TASK REQUIREMENTS: Below are records; how many of their lines contain "dried"? Reply with the number and no other words.

THE DATA:
•••••
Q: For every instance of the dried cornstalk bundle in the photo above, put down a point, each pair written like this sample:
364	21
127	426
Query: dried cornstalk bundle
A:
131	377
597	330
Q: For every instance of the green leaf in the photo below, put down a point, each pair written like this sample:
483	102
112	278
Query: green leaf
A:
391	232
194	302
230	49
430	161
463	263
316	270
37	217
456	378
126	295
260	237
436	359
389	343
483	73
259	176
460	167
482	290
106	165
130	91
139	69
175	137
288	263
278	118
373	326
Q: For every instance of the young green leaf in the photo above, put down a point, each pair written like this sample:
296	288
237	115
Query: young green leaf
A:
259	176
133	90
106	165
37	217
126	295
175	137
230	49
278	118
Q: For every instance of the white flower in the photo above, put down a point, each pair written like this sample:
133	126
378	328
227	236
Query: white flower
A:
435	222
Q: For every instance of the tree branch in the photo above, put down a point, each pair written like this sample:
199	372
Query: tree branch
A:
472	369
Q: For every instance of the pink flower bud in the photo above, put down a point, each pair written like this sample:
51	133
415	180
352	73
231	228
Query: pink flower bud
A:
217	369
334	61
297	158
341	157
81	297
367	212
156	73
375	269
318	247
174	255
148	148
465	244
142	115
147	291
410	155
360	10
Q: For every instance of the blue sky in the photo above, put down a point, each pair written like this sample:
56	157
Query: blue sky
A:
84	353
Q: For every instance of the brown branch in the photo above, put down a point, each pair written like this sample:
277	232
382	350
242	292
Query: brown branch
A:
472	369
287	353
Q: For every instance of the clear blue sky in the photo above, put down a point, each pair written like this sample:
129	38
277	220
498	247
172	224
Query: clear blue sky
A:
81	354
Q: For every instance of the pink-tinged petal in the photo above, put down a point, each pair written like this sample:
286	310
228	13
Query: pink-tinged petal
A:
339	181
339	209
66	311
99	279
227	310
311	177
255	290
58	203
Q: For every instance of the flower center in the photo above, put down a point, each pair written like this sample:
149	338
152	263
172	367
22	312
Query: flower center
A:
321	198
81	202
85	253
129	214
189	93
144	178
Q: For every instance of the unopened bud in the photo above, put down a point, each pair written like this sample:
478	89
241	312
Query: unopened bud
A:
•••••
SOLVED EXERCISE: 2